= Problem to solve =
All records, exactly as written, minus the pictures: copy them out.

Saved data entries
((

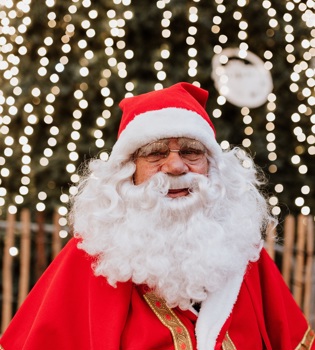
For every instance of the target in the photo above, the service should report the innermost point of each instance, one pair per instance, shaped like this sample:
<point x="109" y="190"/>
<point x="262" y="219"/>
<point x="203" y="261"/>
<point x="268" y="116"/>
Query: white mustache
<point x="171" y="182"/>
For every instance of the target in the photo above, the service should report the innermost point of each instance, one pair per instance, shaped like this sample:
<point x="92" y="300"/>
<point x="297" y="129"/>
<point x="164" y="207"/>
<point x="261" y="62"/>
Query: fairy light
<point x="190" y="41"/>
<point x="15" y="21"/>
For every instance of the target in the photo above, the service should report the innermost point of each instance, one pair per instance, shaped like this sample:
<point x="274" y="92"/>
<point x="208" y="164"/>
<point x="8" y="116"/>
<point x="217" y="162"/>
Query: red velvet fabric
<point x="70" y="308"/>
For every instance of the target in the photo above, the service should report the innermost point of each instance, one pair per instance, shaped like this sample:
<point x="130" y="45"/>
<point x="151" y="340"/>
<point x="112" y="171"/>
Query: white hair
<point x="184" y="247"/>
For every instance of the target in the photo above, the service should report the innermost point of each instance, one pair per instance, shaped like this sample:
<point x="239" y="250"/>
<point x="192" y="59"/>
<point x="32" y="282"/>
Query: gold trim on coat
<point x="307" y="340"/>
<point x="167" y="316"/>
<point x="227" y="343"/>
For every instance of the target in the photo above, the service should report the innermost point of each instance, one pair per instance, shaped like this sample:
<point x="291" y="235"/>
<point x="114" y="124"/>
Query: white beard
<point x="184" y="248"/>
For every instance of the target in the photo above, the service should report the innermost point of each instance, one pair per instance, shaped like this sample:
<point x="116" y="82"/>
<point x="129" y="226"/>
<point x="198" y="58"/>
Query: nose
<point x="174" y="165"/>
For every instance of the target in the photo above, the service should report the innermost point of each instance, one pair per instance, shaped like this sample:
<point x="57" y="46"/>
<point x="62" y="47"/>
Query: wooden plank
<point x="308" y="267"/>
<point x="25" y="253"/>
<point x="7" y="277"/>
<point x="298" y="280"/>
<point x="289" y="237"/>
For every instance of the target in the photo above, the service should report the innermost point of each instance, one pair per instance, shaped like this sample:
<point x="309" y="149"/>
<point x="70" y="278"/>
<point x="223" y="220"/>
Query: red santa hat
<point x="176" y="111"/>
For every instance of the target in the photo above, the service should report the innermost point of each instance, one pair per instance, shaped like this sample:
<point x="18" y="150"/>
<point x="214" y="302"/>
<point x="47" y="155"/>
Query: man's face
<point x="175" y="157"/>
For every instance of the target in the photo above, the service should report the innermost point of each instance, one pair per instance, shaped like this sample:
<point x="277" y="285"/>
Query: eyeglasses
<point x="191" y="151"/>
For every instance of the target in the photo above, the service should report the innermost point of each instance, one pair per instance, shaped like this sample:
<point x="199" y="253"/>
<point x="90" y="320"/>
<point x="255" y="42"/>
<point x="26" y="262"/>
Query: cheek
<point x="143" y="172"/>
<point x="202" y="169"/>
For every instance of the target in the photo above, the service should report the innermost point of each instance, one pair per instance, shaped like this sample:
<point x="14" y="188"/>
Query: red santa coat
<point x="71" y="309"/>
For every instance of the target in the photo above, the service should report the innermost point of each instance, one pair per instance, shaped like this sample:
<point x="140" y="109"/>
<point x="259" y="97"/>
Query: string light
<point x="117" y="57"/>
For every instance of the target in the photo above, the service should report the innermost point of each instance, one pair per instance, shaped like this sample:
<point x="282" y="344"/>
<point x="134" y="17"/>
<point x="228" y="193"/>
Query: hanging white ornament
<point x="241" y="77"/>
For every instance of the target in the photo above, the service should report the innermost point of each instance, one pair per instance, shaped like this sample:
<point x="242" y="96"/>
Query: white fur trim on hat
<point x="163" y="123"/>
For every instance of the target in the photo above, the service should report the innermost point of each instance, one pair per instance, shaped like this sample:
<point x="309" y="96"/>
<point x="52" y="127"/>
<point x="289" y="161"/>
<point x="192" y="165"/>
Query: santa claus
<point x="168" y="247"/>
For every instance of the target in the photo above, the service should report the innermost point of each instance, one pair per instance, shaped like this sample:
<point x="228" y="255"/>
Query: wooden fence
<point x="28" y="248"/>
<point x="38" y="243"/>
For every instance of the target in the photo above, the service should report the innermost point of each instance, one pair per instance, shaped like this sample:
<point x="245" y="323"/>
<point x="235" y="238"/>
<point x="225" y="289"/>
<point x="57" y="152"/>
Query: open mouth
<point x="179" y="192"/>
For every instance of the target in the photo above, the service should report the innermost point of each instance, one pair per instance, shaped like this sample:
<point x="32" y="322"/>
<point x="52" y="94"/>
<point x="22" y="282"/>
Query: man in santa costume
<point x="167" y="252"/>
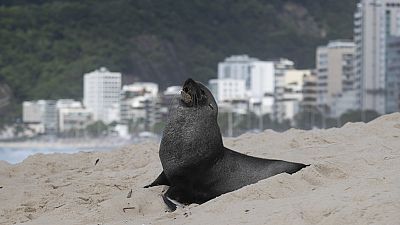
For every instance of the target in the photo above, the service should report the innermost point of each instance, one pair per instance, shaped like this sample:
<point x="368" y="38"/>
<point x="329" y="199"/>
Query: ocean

))

= Answer space =
For every instance of the target in the photo above, the service should report the innermost point of each instance, one pair per instance, shaped like this sample:
<point x="109" y="190"/>
<point x="262" y="219"/>
<point x="203" y="261"/>
<point x="268" y="116"/>
Query: white mustache
<point x="171" y="182"/>
For every instance of the target in the photo above, the service should report the innermost point of each instance, one pair per instance, shaped like this sample:
<point x="92" y="300"/>
<point x="297" y="129"/>
<point x="164" y="207"/>
<point x="261" y="62"/>
Query: fairy light
<point x="190" y="41"/>
<point x="15" y="21"/>
For every instance of the target in the photo above, the service should report the innermost point of each instance, one pair per instance, shaped like this sample:
<point x="274" y="92"/>
<point x="208" y="164"/>
<point x="8" y="116"/>
<point x="217" y="162"/>
Query: red velvet fabric
<point x="70" y="308"/>
For every instance of the target in the photo above, the service should report the innermost point of each instance, one pair per instance, shaped like this sample:
<point x="130" y="45"/>
<point x="151" y="340"/>
<point x="112" y="171"/>
Query: white hair
<point x="184" y="247"/>
For every instance of the target in the photo above, the service should report the innermost point of each instance, one pair per instance, shaped like this sample:
<point x="239" y="250"/>
<point x="192" y="59"/>
<point x="32" y="282"/>
Query: gold trim on coat
<point x="307" y="340"/>
<point x="167" y="316"/>
<point x="227" y="343"/>
For every instance of the target in the photo above, the service should report the innermost point of each instance, one pair per instance, shaped like this sample:
<point x="291" y="235"/>
<point x="114" y="124"/>
Query: white beard
<point x="184" y="248"/>
For every instance of the target in the photo above, the service should report the innermost point of each instance, one pair per instance, shaped like this sample:
<point x="116" y="82"/>
<point x="129" y="226"/>
<point x="198" y="58"/>
Query: nose
<point x="174" y="165"/>
For every instance of the target in the photo above, the service should report the innermost point of each instance, one pair per instance, shaped like this sample:
<point x="57" y="46"/>
<point x="62" y="47"/>
Query: wooden plank
<point x="308" y="267"/>
<point x="25" y="253"/>
<point x="7" y="277"/>
<point x="298" y="280"/>
<point x="289" y="237"/>
For every instance of the target in the photo above, the service should report the innermost point of each instance, one pair per instance, shaped like this sample:
<point x="309" y="149"/>
<point x="70" y="278"/>
<point x="223" y="220"/>
Query: red santa hat
<point x="176" y="111"/>
For every instance of the target in the photo above, the service should report the innermost point of each instance, one pair per instance, shaped like this sample:
<point x="18" y="150"/>
<point x="214" y="302"/>
<point x="47" y="155"/>
Query: man's face
<point x="175" y="157"/>
For every instance of the target in the photo above, the service should report the innermost point of each instance, one pair per instance, shaped like this sample:
<point x="277" y="285"/>
Query: eyeglasses
<point x="191" y="151"/>
For every instance of the target in the photo above, the service should report the innermost point of each instance, one pair per instance, shaped like this sample:
<point x="199" y="253"/>
<point x="90" y="320"/>
<point x="255" y="42"/>
<point x="26" y="262"/>
Query: cheek
<point x="143" y="172"/>
<point x="202" y="169"/>
For every instance of the target in the photo above, the service should report the innermost point of each instance, one pair per instance, shaped like this sample:
<point x="14" y="188"/>
Query: red santa coat
<point x="71" y="309"/>
For every instance of the target in the photo above, the service should report the innermost point of each instance, one pair per instance, shaped like this sample:
<point x="140" y="109"/>
<point x="259" y="97"/>
Query: string light
<point x="117" y="57"/>
For every instance of the target in the photo above, the service should report the innermost point of each instance, one pair per instance, shaped like this sample:
<point x="282" y="344"/>
<point x="134" y="17"/>
<point x="228" y="193"/>
Query: hanging white ornament
<point x="241" y="77"/>
For every instance of the target in the photo above, the service should report the innermost point of each instance, one pair per instance, shaped like this sample:
<point x="242" y="96"/>
Query: white fur trim on hat
<point x="163" y="123"/>
For every instance of the target in the photo above, the service should report the innermost point of each instance, one pair per instance, shaped like this sample:
<point x="309" y="96"/>
<point x="52" y="127"/>
<point x="289" y="161"/>
<point x="192" y="165"/>
Query: santa claus
<point x="168" y="247"/>
For every instance of the target in the photo above, the service should report the innermost point of each instance, one pair per instance, shaped like this sample:
<point x="228" y="255"/>
Query: wooden fence
<point x="28" y="248"/>
<point x="38" y="243"/>
For every instance of the target in the photo above, the service should report the innermost point of each instance, one pair per instance, shaped like this sample:
<point x="245" y="323"/>
<point x="235" y="238"/>
<point x="225" y="289"/>
<point x="57" y="152"/>
Query: open mouth
<point x="179" y="192"/>
For every instance of the target in the photo above, the service should report the innermost point of each instance, one pair per instance, shaped like this sample:
<point x="32" y="322"/>
<point x="52" y="94"/>
<point x="22" y="282"/>
Query: man in santa costume
<point x="167" y="252"/>
For every instance of the target in the photo above, the service should report the innermost point of each instance, one pair per instance, shaped like this sample:
<point x="368" y="38"/>
<point x="329" y="199"/>
Query: ocean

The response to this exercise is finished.